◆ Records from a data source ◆
☆ ☆ ☆ ☆ ☆ ☆ ☆
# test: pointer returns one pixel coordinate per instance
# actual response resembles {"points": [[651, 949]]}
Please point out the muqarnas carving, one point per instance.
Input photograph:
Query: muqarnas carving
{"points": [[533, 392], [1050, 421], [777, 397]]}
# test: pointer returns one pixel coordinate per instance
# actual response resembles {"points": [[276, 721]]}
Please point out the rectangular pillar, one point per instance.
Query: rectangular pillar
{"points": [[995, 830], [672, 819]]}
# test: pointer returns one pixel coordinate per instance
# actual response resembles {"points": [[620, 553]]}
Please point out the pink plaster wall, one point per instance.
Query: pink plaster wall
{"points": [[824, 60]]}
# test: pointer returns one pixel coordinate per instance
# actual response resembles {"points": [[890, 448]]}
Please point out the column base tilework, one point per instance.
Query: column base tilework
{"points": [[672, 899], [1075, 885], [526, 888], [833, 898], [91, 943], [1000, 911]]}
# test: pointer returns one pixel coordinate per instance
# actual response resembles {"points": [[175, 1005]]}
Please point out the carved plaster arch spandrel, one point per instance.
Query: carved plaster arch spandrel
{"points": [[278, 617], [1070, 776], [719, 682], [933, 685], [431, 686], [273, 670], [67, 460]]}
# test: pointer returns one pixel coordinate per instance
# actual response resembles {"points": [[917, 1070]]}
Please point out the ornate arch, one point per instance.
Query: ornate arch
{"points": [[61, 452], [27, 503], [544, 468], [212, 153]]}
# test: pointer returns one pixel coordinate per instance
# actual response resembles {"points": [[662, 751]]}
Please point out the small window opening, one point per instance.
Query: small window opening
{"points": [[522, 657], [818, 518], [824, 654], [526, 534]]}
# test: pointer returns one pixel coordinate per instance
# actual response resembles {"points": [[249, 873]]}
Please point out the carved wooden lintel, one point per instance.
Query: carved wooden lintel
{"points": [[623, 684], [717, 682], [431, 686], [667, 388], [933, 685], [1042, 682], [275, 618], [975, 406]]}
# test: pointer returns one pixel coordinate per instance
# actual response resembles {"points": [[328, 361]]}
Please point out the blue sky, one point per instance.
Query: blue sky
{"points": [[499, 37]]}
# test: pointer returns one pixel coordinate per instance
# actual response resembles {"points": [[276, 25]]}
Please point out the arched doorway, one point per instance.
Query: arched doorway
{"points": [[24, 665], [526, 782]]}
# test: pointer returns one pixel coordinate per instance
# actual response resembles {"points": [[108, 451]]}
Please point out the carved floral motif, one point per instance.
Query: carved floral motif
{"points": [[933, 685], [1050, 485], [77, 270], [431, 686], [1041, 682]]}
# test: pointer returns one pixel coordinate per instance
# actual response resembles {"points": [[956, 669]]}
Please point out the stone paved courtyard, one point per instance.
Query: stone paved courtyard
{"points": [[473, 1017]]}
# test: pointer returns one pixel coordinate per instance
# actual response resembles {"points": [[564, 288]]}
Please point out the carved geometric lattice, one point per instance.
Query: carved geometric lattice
☆ ☆ ☆ ☆ ☆ ☆ ☆
◆ SHORT PROBLEM ◆
Report every line in the listing that contains the word "stone", matching case exactly.

◆ SOLUTION FOR THIS EXERCISE ◆
Please point out the stone paved courtyard, one point per instance.
Query: stone paved courtyard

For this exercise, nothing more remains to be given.